| Stated exercise |
Type out, word for word, the stretch of the olive-leaf tower write-up from "The next view" through "of the Acropolis.".
begin Page extract
In the first, the vision relates to three olive leaves springing out of the ground using as a canvas a painting depicting the olive grove in 1840, shortly Athens became the capital of the then new Greek state. In the second, we see the unit of the concept, the leaf itself in an upright position, ready to metamorphose from its original natural shape to a meta-form that will be used as the shell for expanding the architect's vision. 












In the next image we see a series of drawings depicting the transformation of one of the three olive leafs into a meta-structural shape, a shell container unit which will incubate and finally deliver the end product of the transformation. 











Also, to the right of the image we see some typical floor plans from the 10th floor up to the roof of the building in order to get an idea of the vertical aspects of various of the multi-skyscraper's floors. 

What follows is a sketch of the full elevation of the building, side view:











3. *The building - Photos*

The next view which is already seen in the Euroscrapers and Hellenic architecture forums depicting the tower from a perspective view of some approx. 50m above the ground. 










What follows is a composition of two photos where I left the original legends. In the large photo we see a night vision of the upper floors of the complex whilst in the smaller one, an idea about how the building would visually interact with the Acropolis as seen from an elevated standpoint to the east of the Acropolis.
end Page extract
begin Stored data
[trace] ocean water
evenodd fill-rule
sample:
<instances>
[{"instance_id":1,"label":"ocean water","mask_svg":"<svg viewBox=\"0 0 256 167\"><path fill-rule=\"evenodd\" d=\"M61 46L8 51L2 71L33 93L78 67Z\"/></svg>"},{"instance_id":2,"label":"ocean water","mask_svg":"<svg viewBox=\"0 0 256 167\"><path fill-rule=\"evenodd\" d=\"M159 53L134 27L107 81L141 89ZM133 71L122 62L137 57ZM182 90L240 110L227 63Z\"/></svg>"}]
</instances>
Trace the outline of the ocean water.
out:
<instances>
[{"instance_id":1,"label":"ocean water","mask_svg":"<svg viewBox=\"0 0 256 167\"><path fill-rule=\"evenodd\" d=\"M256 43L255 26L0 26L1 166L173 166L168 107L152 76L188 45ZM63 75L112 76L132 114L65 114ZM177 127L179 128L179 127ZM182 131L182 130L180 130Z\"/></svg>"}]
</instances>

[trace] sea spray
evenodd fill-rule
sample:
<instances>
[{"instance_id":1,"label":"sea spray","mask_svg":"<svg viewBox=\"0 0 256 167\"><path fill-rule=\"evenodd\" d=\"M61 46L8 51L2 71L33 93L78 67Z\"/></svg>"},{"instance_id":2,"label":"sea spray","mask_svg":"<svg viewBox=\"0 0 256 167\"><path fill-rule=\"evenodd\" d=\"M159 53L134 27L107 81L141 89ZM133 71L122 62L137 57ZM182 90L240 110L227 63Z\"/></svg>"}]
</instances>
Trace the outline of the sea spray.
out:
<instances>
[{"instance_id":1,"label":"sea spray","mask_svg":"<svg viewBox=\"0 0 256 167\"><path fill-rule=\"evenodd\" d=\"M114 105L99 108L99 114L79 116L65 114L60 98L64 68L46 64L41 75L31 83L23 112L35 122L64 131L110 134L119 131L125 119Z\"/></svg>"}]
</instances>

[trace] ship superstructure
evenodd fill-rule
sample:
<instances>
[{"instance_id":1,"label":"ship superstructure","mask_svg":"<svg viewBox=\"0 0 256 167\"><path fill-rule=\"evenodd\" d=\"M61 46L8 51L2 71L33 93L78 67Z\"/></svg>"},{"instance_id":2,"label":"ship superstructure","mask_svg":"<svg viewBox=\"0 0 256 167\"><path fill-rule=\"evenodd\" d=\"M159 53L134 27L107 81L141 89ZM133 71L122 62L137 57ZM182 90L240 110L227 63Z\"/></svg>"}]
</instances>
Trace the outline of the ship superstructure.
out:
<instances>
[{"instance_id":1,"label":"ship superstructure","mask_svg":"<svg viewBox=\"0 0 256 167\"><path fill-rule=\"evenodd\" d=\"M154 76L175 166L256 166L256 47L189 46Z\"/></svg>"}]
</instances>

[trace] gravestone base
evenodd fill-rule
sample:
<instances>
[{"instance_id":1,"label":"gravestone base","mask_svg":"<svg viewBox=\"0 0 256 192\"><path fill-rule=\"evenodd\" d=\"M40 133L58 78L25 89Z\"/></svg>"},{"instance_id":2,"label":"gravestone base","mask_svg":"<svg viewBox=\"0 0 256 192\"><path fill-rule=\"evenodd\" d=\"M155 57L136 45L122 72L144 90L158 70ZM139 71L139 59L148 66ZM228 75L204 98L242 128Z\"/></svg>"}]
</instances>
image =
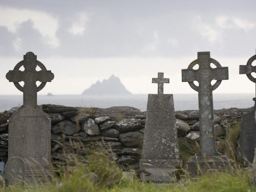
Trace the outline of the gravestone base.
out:
<instances>
[{"instance_id":1,"label":"gravestone base","mask_svg":"<svg viewBox=\"0 0 256 192\"><path fill-rule=\"evenodd\" d=\"M230 163L227 156L191 157L187 162L188 173L194 176L203 175L209 170L228 170L230 168Z\"/></svg>"},{"instance_id":2,"label":"gravestone base","mask_svg":"<svg viewBox=\"0 0 256 192\"><path fill-rule=\"evenodd\" d=\"M141 159L140 179L156 183L176 181L175 172L181 164L181 161L179 160Z\"/></svg>"}]
</instances>

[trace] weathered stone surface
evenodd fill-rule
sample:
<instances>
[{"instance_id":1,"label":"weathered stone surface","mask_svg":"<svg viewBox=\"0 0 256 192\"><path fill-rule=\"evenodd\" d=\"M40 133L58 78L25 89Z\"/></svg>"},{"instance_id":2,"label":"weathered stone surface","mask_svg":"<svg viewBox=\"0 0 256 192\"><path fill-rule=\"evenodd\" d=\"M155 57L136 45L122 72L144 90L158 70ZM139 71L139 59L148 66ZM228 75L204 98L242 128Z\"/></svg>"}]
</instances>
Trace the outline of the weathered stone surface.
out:
<instances>
[{"instance_id":1,"label":"weathered stone surface","mask_svg":"<svg viewBox=\"0 0 256 192\"><path fill-rule=\"evenodd\" d=\"M110 116L104 116L104 117L97 117L94 119L96 123L97 124L99 124L100 123L102 123L102 122L104 122L105 121L106 121L107 120L110 120Z\"/></svg>"},{"instance_id":2,"label":"weathered stone surface","mask_svg":"<svg viewBox=\"0 0 256 192\"><path fill-rule=\"evenodd\" d=\"M188 119L193 120L199 120L199 113L198 111L193 111L188 114Z\"/></svg>"},{"instance_id":3,"label":"weathered stone surface","mask_svg":"<svg viewBox=\"0 0 256 192\"><path fill-rule=\"evenodd\" d=\"M191 130L193 131L200 131L199 121L197 122L196 123L191 126Z\"/></svg>"},{"instance_id":4,"label":"weathered stone surface","mask_svg":"<svg viewBox=\"0 0 256 192\"><path fill-rule=\"evenodd\" d=\"M133 164L138 162L138 158L134 155L122 155L117 162L121 164Z\"/></svg>"},{"instance_id":5,"label":"weathered stone surface","mask_svg":"<svg viewBox=\"0 0 256 192\"><path fill-rule=\"evenodd\" d=\"M82 127L83 131L90 136L94 136L100 135L98 125L92 119L88 119L85 121L82 124Z\"/></svg>"},{"instance_id":6,"label":"weathered stone surface","mask_svg":"<svg viewBox=\"0 0 256 192\"><path fill-rule=\"evenodd\" d=\"M129 132L119 134L119 140L127 147L141 147L143 143L143 134L140 132Z\"/></svg>"},{"instance_id":7,"label":"weathered stone surface","mask_svg":"<svg viewBox=\"0 0 256 192\"><path fill-rule=\"evenodd\" d=\"M176 119L183 120L183 121L186 121L188 119L188 116L187 115L183 114L182 113L176 113L175 114L175 117Z\"/></svg>"},{"instance_id":8,"label":"weathered stone surface","mask_svg":"<svg viewBox=\"0 0 256 192\"><path fill-rule=\"evenodd\" d=\"M184 121L180 119L176 119L174 127L177 129L178 135L181 137L185 136L187 132L190 130L190 127L188 124Z\"/></svg>"},{"instance_id":9,"label":"weathered stone surface","mask_svg":"<svg viewBox=\"0 0 256 192\"><path fill-rule=\"evenodd\" d=\"M78 115L78 112L77 111L67 111L62 113L62 114L67 118L71 118Z\"/></svg>"},{"instance_id":10,"label":"weathered stone surface","mask_svg":"<svg viewBox=\"0 0 256 192\"><path fill-rule=\"evenodd\" d=\"M117 138L119 135L119 132L115 129L110 129L101 132L101 135L105 137Z\"/></svg>"},{"instance_id":11,"label":"weathered stone surface","mask_svg":"<svg viewBox=\"0 0 256 192\"><path fill-rule=\"evenodd\" d=\"M126 133L139 130L141 127L141 120L139 119L125 119L116 123L115 125L115 127L120 133Z\"/></svg>"},{"instance_id":12,"label":"weathered stone surface","mask_svg":"<svg viewBox=\"0 0 256 192\"><path fill-rule=\"evenodd\" d=\"M86 121L89 117L90 115L88 114L77 115L72 117L71 120L76 123L80 123Z\"/></svg>"},{"instance_id":13,"label":"weathered stone surface","mask_svg":"<svg viewBox=\"0 0 256 192\"><path fill-rule=\"evenodd\" d=\"M200 133L199 131L190 131L186 136L187 139L189 139L192 140L199 140L200 137Z\"/></svg>"},{"instance_id":14,"label":"weathered stone surface","mask_svg":"<svg viewBox=\"0 0 256 192\"><path fill-rule=\"evenodd\" d=\"M60 113L53 113L50 115L52 123L56 123L63 121L65 119L65 117Z\"/></svg>"},{"instance_id":15,"label":"weathered stone surface","mask_svg":"<svg viewBox=\"0 0 256 192\"><path fill-rule=\"evenodd\" d=\"M55 125L52 128L54 134L63 133L68 135L72 135L81 131L80 125L69 120L64 120Z\"/></svg>"},{"instance_id":16,"label":"weathered stone surface","mask_svg":"<svg viewBox=\"0 0 256 192\"><path fill-rule=\"evenodd\" d=\"M214 132L215 133L215 137L222 136L225 134L223 127L219 124L214 125Z\"/></svg>"},{"instance_id":17,"label":"weathered stone surface","mask_svg":"<svg viewBox=\"0 0 256 192\"><path fill-rule=\"evenodd\" d=\"M115 122L114 121L106 121L99 125L99 130L101 131L106 130L114 126Z\"/></svg>"}]
</instances>

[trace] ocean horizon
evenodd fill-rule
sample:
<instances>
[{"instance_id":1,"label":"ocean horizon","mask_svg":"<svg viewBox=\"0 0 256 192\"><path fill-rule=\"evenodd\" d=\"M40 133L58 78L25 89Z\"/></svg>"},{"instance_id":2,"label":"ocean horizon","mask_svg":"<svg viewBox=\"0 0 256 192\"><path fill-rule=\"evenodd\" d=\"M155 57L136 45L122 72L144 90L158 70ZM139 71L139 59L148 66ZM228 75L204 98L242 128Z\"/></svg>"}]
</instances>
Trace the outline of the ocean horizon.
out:
<instances>
[{"instance_id":1,"label":"ocean horizon","mask_svg":"<svg viewBox=\"0 0 256 192\"><path fill-rule=\"evenodd\" d=\"M198 110L197 94L174 94L175 111ZM254 105L251 94L214 94L214 109L231 108L248 108ZM9 110L13 107L23 105L22 95L0 95L0 111ZM69 106L108 108L114 106L129 106L146 110L147 95L137 94L126 96L97 96L83 95L38 95L37 104L54 104Z\"/></svg>"}]
</instances>

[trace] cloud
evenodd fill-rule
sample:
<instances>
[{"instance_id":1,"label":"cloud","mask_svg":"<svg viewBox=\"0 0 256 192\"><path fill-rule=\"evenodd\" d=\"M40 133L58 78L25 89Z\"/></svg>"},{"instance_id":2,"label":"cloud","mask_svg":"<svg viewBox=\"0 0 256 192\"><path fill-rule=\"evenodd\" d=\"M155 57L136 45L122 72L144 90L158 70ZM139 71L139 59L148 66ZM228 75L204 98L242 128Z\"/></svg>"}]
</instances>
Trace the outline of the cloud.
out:
<instances>
[{"instance_id":1,"label":"cloud","mask_svg":"<svg viewBox=\"0 0 256 192\"><path fill-rule=\"evenodd\" d=\"M6 27L8 31L16 34L17 38L13 42L15 50L18 50L20 46L17 29L23 23L29 20L32 23L33 28L38 31L47 44L53 48L59 46L59 40L56 35L58 29L57 18L45 12L0 6L0 26Z\"/></svg>"},{"instance_id":2,"label":"cloud","mask_svg":"<svg viewBox=\"0 0 256 192\"><path fill-rule=\"evenodd\" d=\"M86 24L89 20L89 17L86 14L79 13L78 20L72 24L69 32L75 35L83 34L86 29Z\"/></svg>"},{"instance_id":3,"label":"cloud","mask_svg":"<svg viewBox=\"0 0 256 192\"><path fill-rule=\"evenodd\" d=\"M221 15L216 17L217 25L223 29L240 29L245 32L255 27L255 24L247 19L237 17Z\"/></svg>"}]
</instances>

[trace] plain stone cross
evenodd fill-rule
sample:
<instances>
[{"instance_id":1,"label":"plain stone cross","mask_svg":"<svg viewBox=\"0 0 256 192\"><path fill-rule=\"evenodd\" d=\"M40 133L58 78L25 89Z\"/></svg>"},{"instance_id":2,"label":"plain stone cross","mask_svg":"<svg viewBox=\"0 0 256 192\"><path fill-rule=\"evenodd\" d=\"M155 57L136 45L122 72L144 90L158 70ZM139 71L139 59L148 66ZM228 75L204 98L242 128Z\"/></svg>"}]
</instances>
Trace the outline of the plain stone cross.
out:
<instances>
[{"instance_id":1,"label":"plain stone cross","mask_svg":"<svg viewBox=\"0 0 256 192\"><path fill-rule=\"evenodd\" d=\"M158 73L158 78L152 78L152 83L158 83L158 94L163 94L163 84L169 82L169 78L163 78L163 73Z\"/></svg>"},{"instance_id":2,"label":"plain stone cross","mask_svg":"<svg viewBox=\"0 0 256 192\"><path fill-rule=\"evenodd\" d=\"M24 71L19 70L24 66ZM38 66L41 70L36 70ZM37 92L41 90L47 82L51 82L54 78L51 71L46 70L45 66L36 58L32 52L28 52L24 57L24 60L18 63L12 71L9 71L6 74L6 78L10 82L13 82L15 86L19 91L24 92L23 105L25 106L34 106L37 104ZM36 81L41 82L37 87ZM19 82L24 81L24 86L22 87Z\"/></svg>"},{"instance_id":3,"label":"plain stone cross","mask_svg":"<svg viewBox=\"0 0 256 192\"><path fill-rule=\"evenodd\" d=\"M217 68L212 68L211 63ZM197 64L199 66L198 70L193 69ZM182 82L188 82L191 88L198 92L201 153L206 156L216 155L212 91L219 87L222 80L228 79L228 68L221 67L219 62L211 58L210 52L198 52L198 59L193 61L187 69L183 69L182 73ZM217 81L211 86L214 79ZM194 83L194 81L199 82L198 87Z\"/></svg>"}]
</instances>

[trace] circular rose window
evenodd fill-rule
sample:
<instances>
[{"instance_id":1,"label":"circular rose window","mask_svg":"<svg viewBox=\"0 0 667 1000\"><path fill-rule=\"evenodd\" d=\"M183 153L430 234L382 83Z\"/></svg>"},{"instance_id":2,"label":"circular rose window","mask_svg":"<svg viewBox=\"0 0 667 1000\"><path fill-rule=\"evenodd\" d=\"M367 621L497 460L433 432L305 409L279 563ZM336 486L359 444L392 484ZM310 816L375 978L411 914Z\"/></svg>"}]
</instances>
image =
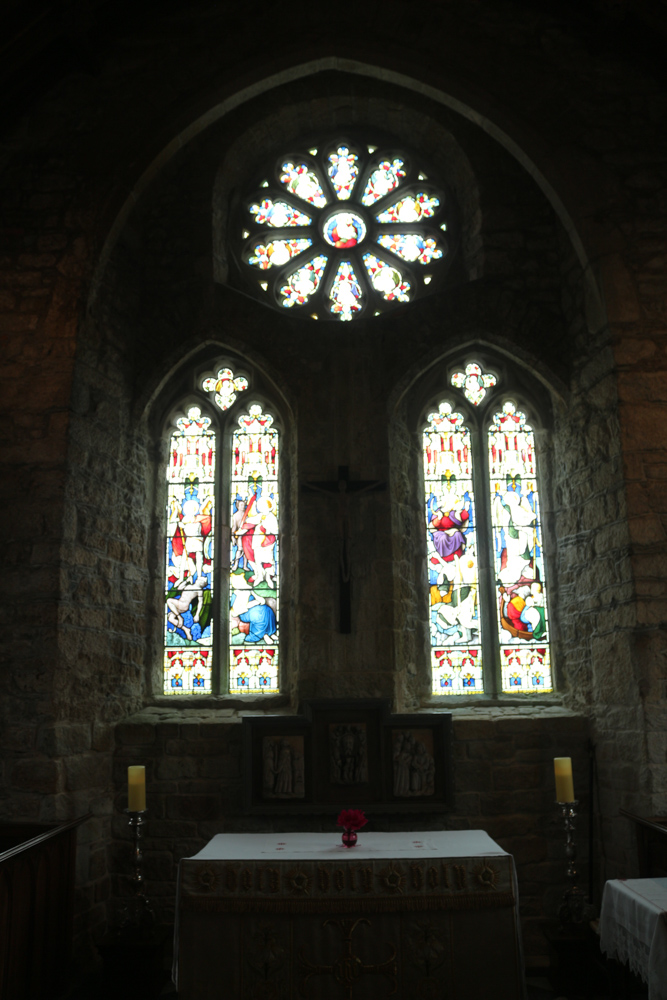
end Stored data
| Exercise response |
The next view which is already seen in the Euroscrapers and Hellenic architecture forums depicting the tower from a perspective view of some approx. 50m above the ground. 










What follows is a composition of two photos where I left the original legends. In the large photo we see a night vision of the upper floors of the complex whilst in the smaller one, an idea about how the building would visually interact with the Acropolis as seen from an elevated standpoint to the east of the Acropolis.